Labeled contour entries
========================================================================

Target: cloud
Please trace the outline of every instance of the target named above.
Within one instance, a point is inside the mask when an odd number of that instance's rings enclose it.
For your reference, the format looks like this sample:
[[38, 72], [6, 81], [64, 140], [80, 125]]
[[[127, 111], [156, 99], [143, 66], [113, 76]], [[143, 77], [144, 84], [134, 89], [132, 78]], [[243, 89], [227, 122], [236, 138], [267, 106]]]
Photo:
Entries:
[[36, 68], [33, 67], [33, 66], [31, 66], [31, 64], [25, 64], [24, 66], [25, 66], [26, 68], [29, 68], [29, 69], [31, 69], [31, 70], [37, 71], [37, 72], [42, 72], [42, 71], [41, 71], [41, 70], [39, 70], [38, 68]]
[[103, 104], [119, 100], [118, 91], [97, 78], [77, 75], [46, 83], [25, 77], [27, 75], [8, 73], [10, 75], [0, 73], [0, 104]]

========================================================================

# Problem requirements
Format every line of the rows above as a JSON list of strings, with one string per line and all blank lines omitted.

# Exercise answer
[
  "Target: cloud",
  "Please trace the outline of every instance of the target named above.",
  "Within one instance, a point is inside the mask when an odd number of that instance's rings enclose it.",
  "For your reference, the format looks like this sample:",
  "[[38, 72], [6, 81], [64, 140], [80, 125]]",
  "[[[127, 111], [156, 99], [143, 66], [113, 76]], [[143, 77], [144, 84], [134, 89], [132, 78]], [[243, 89], [227, 122], [236, 138], [267, 106]]]",
  "Photo:",
  "Entries:",
  "[[36, 68], [33, 67], [33, 66], [31, 66], [31, 64], [25, 64], [24, 66], [25, 66], [26, 68], [29, 68], [29, 69], [31, 69], [31, 70], [37, 71], [37, 72], [42, 72], [42, 71], [41, 71], [41, 70], [39, 70], [38, 68]]",
  "[[103, 104], [119, 100], [118, 91], [97, 78], [77, 75], [46, 83], [25, 77], [27, 75], [8, 73], [10, 75], [0, 73], [0, 104]]"
]